Named-object pointing records
※
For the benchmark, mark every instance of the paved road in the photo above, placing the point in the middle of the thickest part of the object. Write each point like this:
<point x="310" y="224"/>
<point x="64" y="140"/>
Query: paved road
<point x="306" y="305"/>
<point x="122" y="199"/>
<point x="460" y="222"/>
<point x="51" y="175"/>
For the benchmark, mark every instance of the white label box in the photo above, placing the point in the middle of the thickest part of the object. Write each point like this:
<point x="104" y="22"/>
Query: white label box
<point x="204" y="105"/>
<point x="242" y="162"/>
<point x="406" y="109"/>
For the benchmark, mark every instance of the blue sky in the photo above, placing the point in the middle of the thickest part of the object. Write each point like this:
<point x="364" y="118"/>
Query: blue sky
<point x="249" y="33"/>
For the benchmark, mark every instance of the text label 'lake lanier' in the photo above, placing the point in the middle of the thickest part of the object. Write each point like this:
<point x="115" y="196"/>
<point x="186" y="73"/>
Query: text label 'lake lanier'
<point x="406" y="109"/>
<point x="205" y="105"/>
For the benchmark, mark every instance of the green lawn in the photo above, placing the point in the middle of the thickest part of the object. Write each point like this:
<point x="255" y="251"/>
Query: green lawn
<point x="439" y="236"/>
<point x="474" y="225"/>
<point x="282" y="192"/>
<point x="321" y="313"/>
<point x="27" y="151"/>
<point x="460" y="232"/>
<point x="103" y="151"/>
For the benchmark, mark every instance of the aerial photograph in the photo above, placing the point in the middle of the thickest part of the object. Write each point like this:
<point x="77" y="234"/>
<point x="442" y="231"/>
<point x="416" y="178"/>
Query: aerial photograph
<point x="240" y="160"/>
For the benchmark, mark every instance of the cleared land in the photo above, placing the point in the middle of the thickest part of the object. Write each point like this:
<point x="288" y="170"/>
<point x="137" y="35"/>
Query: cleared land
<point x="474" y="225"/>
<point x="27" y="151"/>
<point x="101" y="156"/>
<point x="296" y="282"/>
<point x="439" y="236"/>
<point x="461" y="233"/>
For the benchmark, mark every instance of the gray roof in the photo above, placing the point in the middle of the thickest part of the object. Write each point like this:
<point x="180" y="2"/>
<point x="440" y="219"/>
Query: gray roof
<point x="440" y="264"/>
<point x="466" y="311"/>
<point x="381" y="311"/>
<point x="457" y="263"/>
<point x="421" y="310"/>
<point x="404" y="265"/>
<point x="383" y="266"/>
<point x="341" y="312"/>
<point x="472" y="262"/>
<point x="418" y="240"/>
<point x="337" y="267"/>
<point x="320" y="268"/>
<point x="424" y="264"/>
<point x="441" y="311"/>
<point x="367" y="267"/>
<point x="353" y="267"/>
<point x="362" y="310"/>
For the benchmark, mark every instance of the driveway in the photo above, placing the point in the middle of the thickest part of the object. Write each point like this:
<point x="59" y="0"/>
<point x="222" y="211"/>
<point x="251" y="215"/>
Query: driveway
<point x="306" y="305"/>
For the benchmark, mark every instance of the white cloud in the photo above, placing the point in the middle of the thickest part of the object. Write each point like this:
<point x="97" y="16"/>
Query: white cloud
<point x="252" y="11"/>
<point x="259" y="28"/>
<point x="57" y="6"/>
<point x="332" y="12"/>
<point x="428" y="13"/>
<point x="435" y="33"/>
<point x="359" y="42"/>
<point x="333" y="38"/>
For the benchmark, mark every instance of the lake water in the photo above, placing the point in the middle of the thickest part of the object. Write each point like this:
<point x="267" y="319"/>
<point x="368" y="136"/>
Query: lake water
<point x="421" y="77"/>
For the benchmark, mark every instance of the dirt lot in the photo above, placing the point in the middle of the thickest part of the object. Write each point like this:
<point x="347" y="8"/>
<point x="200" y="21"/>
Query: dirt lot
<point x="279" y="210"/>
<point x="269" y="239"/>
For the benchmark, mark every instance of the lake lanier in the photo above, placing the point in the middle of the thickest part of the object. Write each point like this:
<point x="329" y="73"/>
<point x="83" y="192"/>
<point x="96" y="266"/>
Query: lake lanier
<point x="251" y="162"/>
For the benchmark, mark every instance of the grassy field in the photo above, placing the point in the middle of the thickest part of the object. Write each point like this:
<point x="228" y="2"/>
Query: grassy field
※
Reproduce each of the records above word for word, in their original order.

▶ SOLUTION FOR THIS PROBLEM
For the benchmark, mark every instance of the paved road in the photo above, placing the point in the middle of the thickest part of the object. Write each point like this:
<point x="310" y="224"/>
<point x="64" y="140"/>
Query: paved road
<point x="306" y="305"/>
<point x="122" y="199"/>
<point x="460" y="222"/>
<point x="51" y="175"/>
For the benchmark, mark every instance of the white label box in the photo above, placing the point in the middle of the thickest part of the object. Write each point like this:
<point x="104" y="22"/>
Query: white label box
<point x="204" y="105"/>
<point x="242" y="162"/>
<point x="406" y="109"/>
For the benchmark, mark every instance of the blue sky in the photo above, placing the point in the middle of the thickest part of the object. Write each point like this:
<point x="364" y="118"/>
Query: blue sky
<point x="249" y="33"/>
For the benchmark, mark every instance of the text label 'lake lanier' in the photo above, placing the point in the middle of the thickest part of the object. Write each point like this:
<point x="115" y="196"/>
<point x="186" y="73"/>
Query: text label 'lake lanier'
<point x="406" y="109"/>
<point x="205" y="105"/>
For the benchmark, mark every instance of the green lawn in the photo above, placing the point in the middle of the thickest part of the object. Write each point like this:
<point x="255" y="251"/>
Query: green lawn
<point x="439" y="236"/>
<point x="474" y="225"/>
<point x="282" y="192"/>
<point x="321" y="313"/>
<point x="27" y="151"/>
<point x="460" y="232"/>
<point x="103" y="151"/>
For the benchmark, mark every instance of the aerial photograph in the photo above, placing the point in the middle of the thickest part of the object. Write each point like this:
<point x="77" y="234"/>
<point x="442" y="231"/>
<point x="416" y="178"/>
Query: aerial photograph
<point x="240" y="160"/>
For the benchmark, mark every instance of the cleared land in the photo above, placing the point in the middle of the thickest part of the object. Write each point like this:
<point x="288" y="170"/>
<point x="137" y="35"/>
Query: cleared land
<point x="474" y="225"/>
<point x="27" y="151"/>
<point x="101" y="156"/>
<point x="296" y="282"/>
<point x="439" y="236"/>
<point x="461" y="233"/>
For the benchmark, mark every instance of the gray roof in the photo above, placing the point in the middle of the thickest part of the object. Write each point like this:
<point x="180" y="2"/>
<point x="440" y="219"/>
Query: gray roof
<point x="440" y="264"/>
<point x="466" y="311"/>
<point x="381" y="311"/>
<point x="457" y="263"/>
<point x="421" y="310"/>
<point x="404" y="265"/>
<point x="383" y="266"/>
<point x="341" y="312"/>
<point x="472" y="262"/>
<point x="418" y="240"/>
<point x="337" y="267"/>
<point x="320" y="268"/>
<point x="424" y="264"/>
<point x="441" y="311"/>
<point x="367" y="267"/>
<point x="353" y="267"/>
<point x="362" y="310"/>
For the benchmark, mark every instance of the driveway in the photo above, placing the point in the middle of the thickest part of the object. Write each point like this:
<point x="59" y="0"/>
<point x="222" y="211"/>
<point x="251" y="215"/>
Query: driveway
<point x="306" y="305"/>
For the benchmark, mark every instance of the white cloud in the photo above, placing the point in the middle of the thickest part of the object. Write each point like this:
<point x="97" y="16"/>
Query: white cloud
<point x="252" y="11"/>
<point x="259" y="28"/>
<point x="57" y="6"/>
<point x="332" y="12"/>
<point x="428" y="13"/>
<point x="435" y="33"/>
<point x="359" y="42"/>
<point x="333" y="38"/>
For the benchmark, mark every instance of the lake water in the photo above, placing the point in the middle of the thickest part of the object. Write each point like this:
<point x="267" y="319"/>
<point x="368" y="136"/>
Query: lake water
<point x="421" y="77"/>
For the benchmark, mark every instance of the dirt lot in the photo above, placing the point in the middle of the thickest part of the object. Write each point like this:
<point x="347" y="8"/>
<point x="200" y="21"/>
Query: dirt lot
<point x="279" y="210"/>
<point x="269" y="239"/>
For the benchmark, mark every instance of the lake lanier in the photo above, placing the point in the middle of the thickest part of the object. Write each point like this:
<point x="329" y="73"/>
<point x="83" y="192"/>
<point x="96" y="266"/>
Query: lake lanier
<point x="251" y="162"/>
For the benchmark, mark every instance of the grassy field in the photo above, placing the point in the middle of the thickest part of the object. Write each point like this:
<point x="228" y="2"/>
Query: grassy field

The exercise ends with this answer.